(Consigne):
Recopiez mot pour mot le passage de l'article sur l'adaptation qui commence par « Avec le succès » et va jusqu'à « une portée nouvelle. » inclus.

(Document source):
Actualité
Le 11 mar 2022

Adaptation, réécriture et transposition. De la littérature au cinéma au théâtre

Avec le succès retentissant des illusions perdues de Xavier Giannoli adapté de l'oeuvre de Balzac au cinéma, on est en droit de se demander en quoi la transposition d'un récit d'un support à un autre peut l'enrichir, lui donner un éclairage nouveau voire le transcender. L’adaptation est évidemment une manière de rentabiliser un écrit, mais aussi et surtout de le faire vivre et de lui offrir une portée nouvelle.
Adapter une oeuvre littéraire requiert des techniques artistiques (Les illusions perdues)Adapter une oeuvre littéraire requiert une vraie vision des techniques artistiques (Les illusions perdues)

Les adaptations sont multiples. Elles se font du roman au théâtre, du cinéma au théâtre…mais aussi du roman à la bande dessinée, de la bande dessinée au cinéma. On a même tiré un roman du film "Titanic" (le livre du film).
Elles sont un art qui exige une maîtrise double, celle de l’appréhension de l’œuvre dont elles s’inspirent mais aussi de la forme qu’elles vont prendre. Jusqu’à nos comédies musicales à la mode qui n’ont pas peur de s’attaquer à Victor Hugo ou à Stendhal en opéra rock. 

Romans et récits source d’inspiration pour le théâtre

Les contes, les récits populaires, les épopées, la Bible ont été des sources permanentes pour les auteurs de théâtre. Et la tragédie grecque a largement puisé dans les récits d’Homère, le théâtre classique dans la littérature antique.
La réécriture, pratiquée dès l’antiquité n’a cessé de se développer. Au 20ème siècle, nombreux sont ceux qui s’en sont faits les champions comme Charles Dullin, Jean-Louis Barrault qui ont adapté au théâtre nombre de nouvelles et de romans.

Pourquoi adapter, pourquoi réécrire ?

Trahison, mésinterprétation, pour beaucoup il est souvent de « mauvais ton » de s’attaquer à des œuvres originales pour les transposer.

(Données fournies):
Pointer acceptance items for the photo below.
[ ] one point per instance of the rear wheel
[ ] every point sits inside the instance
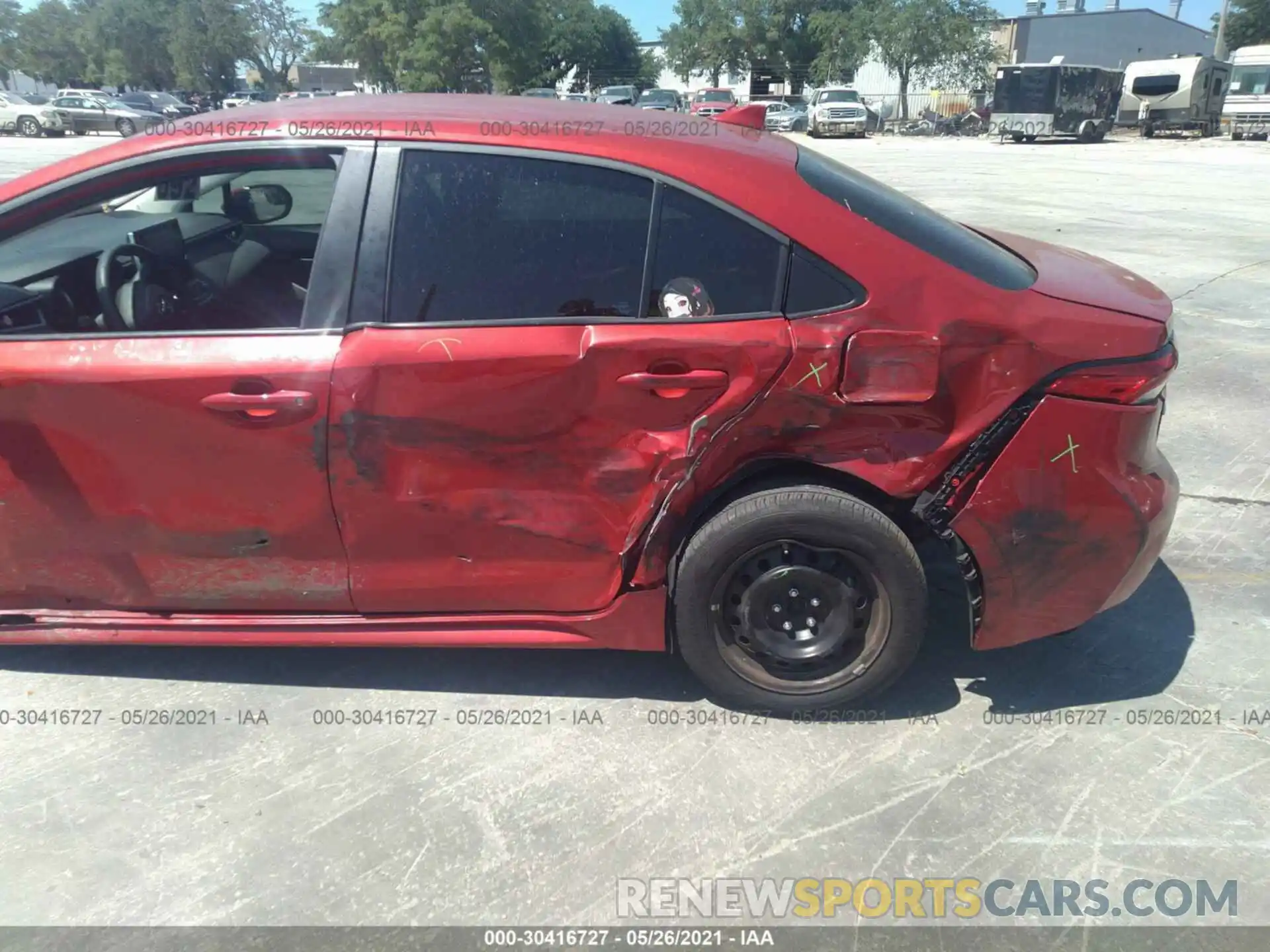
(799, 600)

--

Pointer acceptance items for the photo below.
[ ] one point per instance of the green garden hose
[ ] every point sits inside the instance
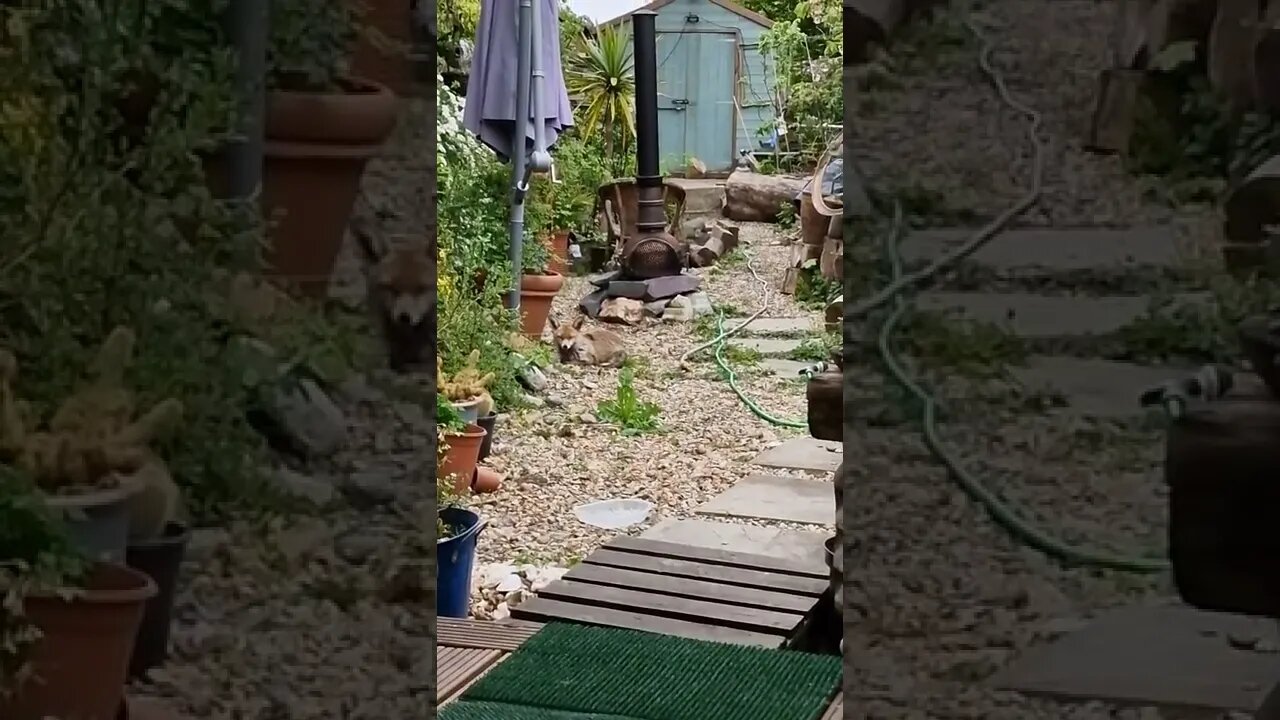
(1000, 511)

---

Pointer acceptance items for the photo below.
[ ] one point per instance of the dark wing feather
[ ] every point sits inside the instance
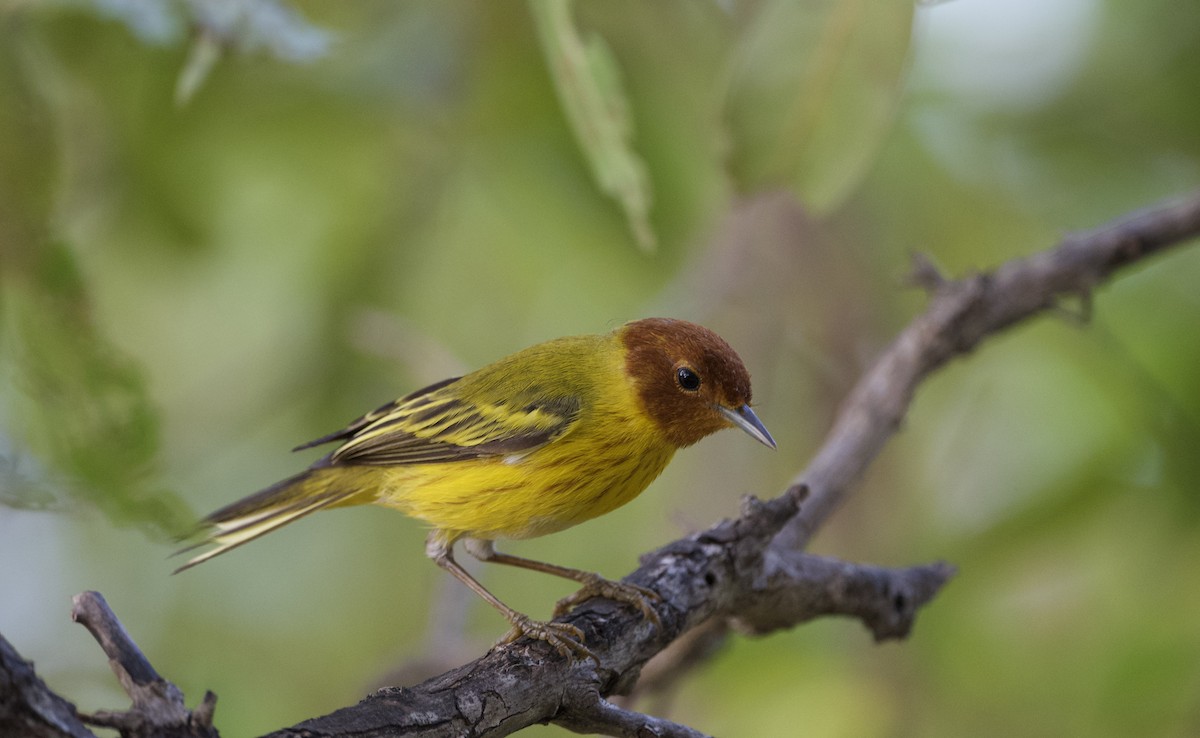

(Réponse attendue):
Avec le succès retentissant des illusions perdues de Xavier Giannoli adapté de l'oeuvre de Balzac au cinéma, on est en droit de se demander en quoi la transposition d'un récit d'un support à un autre peut l'enrichir, lui donner un éclairage nouveau voire le transcender. L’adaptation est évidemment une manière de rentabiliser un écrit, mais aussi et surtout de le faire vivre et de lui offrir une portée nouvelle.